_Exercise task_
Rewrite everything from the start of the items down to the line that contains "[[[177,245],[179,277],[233,277],[233,231],[180,231]]]", requests included, shifting each polygon outline coordinate up by 109. Leave the pictures out.

_Data shown_

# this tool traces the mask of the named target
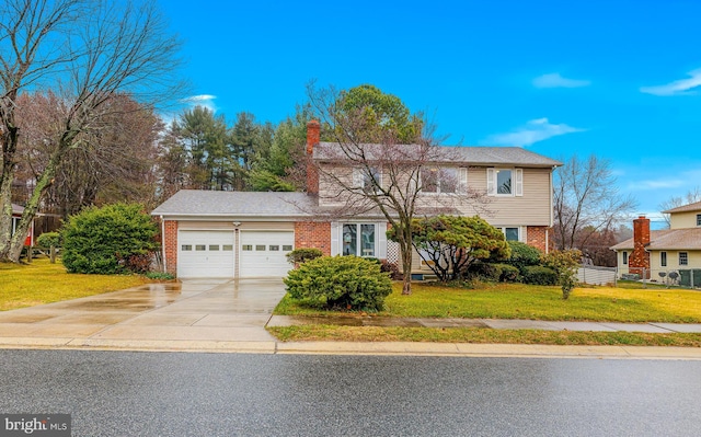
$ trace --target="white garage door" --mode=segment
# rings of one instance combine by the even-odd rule
[[[241,231],[241,277],[283,277],[292,268],[285,255],[295,245],[295,232]]]
[[[177,245],[179,277],[233,277],[233,231],[180,231]]]

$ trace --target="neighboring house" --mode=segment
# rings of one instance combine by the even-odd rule
[[[307,152],[320,168],[347,172],[354,169],[324,150],[320,125],[308,124]],[[483,218],[502,229],[507,240],[518,240],[543,251],[552,226],[552,172],[560,162],[516,147],[449,148],[448,162],[432,163],[427,171],[451,174],[425,184],[426,199],[448,196],[468,187],[491,200]],[[455,158],[457,153],[457,159]],[[381,177],[381,169],[378,170]],[[324,173],[324,172],[322,172]],[[426,173],[428,174],[428,173]],[[161,220],[165,269],[179,277],[281,277],[289,271],[285,255],[292,249],[318,248],[326,255],[357,255],[399,261],[398,245],[388,242],[387,220],[378,212],[338,219],[333,214],[333,186],[310,168],[307,193],[181,191],[151,215]],[[432,197],[433,196],[433,197]],[[453,214],[473,216],[472,207]],[[413,271],[428,271],[414,257]]]
[[[651,231],[650,219],[641,216],[633,220],[633,238],[611,246],[619,274],[664,280],[676,272],[683,284],[694,279],[698,286],[701,271],[693,277],[689,272],[701,269],[701,202],[663,212],[669,214],[670,229]]]

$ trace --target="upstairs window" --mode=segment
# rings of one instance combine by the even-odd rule
[[[490,196],[522,196],[522,169],[487,169],[486,192]]]
[[[434,194],[455,194],[467,187],[468,169],[425,166],[421,169],[421,191]]]

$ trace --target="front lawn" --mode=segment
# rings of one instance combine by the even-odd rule
[[[377,315],[395,318],[530,319],[607,322],[701,323],[701,292],[678,289],[575,288],[568,300],[559,287],[496,284],[480,289],[414,284],[411,296],[401,285]],[[300,307],[288,296],[275,314],[331,315]]]
[[[68,274],[57,262],[0,263],[0,311],[116,291],[150,283],[137,275]]]

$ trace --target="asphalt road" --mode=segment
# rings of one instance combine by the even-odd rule
[[[701,363],[0,350],[73,436],[701,435]]]

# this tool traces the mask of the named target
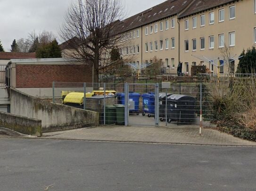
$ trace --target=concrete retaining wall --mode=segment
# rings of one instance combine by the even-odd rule
[[[42,136],[41,120],[0,112],[0,126],[26,135]]]
[[[50,132],[99,125],[99,114],[34,98],[10,90],[11,114],[41,120],[42,131]]]

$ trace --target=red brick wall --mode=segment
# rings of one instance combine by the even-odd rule
[[[91,69],[81,65],[16,65],[17,88],[49,88],[52,82],[91,82]]]

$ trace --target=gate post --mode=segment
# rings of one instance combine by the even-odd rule
[[[155,121],[156,126],[159,125],[159,84],[155,86]]]
[[[129,124],[129,84],[124,84],[124,125]]]

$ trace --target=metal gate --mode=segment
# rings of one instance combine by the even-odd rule
[[[125,84],[124,93],[126,125],[158,125],[158,84]]]

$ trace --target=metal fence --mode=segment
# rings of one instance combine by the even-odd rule
[[[208,84],[54,82],[53,101],[98,112],[100,124],[171,126],[213,118]]]

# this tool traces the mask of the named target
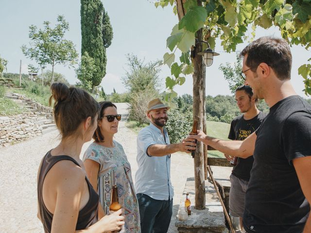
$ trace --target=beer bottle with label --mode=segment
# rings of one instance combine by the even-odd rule
[[[186,200],[185,201],[185,207],[187,209],[187,212],[188,212],[188,215],[191,215],[191,201],[189,199],[189,193],[187,193],[186,196]]]
[[[117,185],[112,185],[112,193],[111,195],[111,202],[109,207],[109,213],[115,212],[121,209],[121,205],[119,203],[119,197],[118,196],[118,187]],[[113,231],[111,232],[120,232],[121,230]]]
[[[197,120],[194,120],[193,121],[193,125],[192,126],[192,130],[191,131],[191,133],[189,133],[190,135],[197,135],[198,134],[198,121]],[[194,143],[196,143],[196,139],[195,139],[195,141]],[[191,152],[191,155],[192,156],[192,158],[194,158],[194,152],[195,151],[195,149],[194,149]]]
[[[238,157],[235,157],[234,159],[232,159],[231,161],[230,161],[230,164],[233,166],[235,166],[238,163]]]

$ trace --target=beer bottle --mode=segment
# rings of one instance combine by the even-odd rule
[[[191,133],[189,133],[190,135],[197,135],[198,134],[198,121],[197,120],[194,120],[193,121],[193,125],[192,126],[192,130],[191,131]],[[194,143],[196,143],[196,139],[195,139],[195,141]],[[194,158],[194,152],[195,151],[195,149],[194,149],[191,152],[191,155],[192,156],[192,158]]]
[[[115,212],[121,209],[121,205],[119,203],[119,197],[118,196],[118,187],[117,185],[112,185],[112,193],[111,195],[111,201],[110,206],[109,207],[109,211]],[[121,230],[113,231],[111,232],[120,232]]]
[[[238,163],[238,157],[235,157],[234,159],[232,159],[231,161],[230,161],[230,164],[231,164],[233,166],[235,166]]]
[[[191,201],[189,199],[189,193],[187,193],[186,195],[186,200],[185,201],[185,207],[187,209],[187,212],[188,212],[188,215],[191,215]]]

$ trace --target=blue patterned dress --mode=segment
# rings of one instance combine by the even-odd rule
[[[121,232],[140,233],[139,211],[132,179],[131,166],[122,146],[113,141],[109,148],[93,142],[87,148],[83,161],[91,159],[100,164],[97,192],[105,213],[109,213],[112,185],[118,186],[119,202],[124,209],[125,225]]]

_Output of the task_
# this tool traces the mask of the named target
$ trace --target="white garage door" --mode=segment
# rings of one instance combine by the even-odd rule
[[[350,340],[350,386],[392,386],[401,377],[394,364],[404,354],[404,341]]]
[[[286,354],[288,386],[342,386],[342,340],[289,340]]]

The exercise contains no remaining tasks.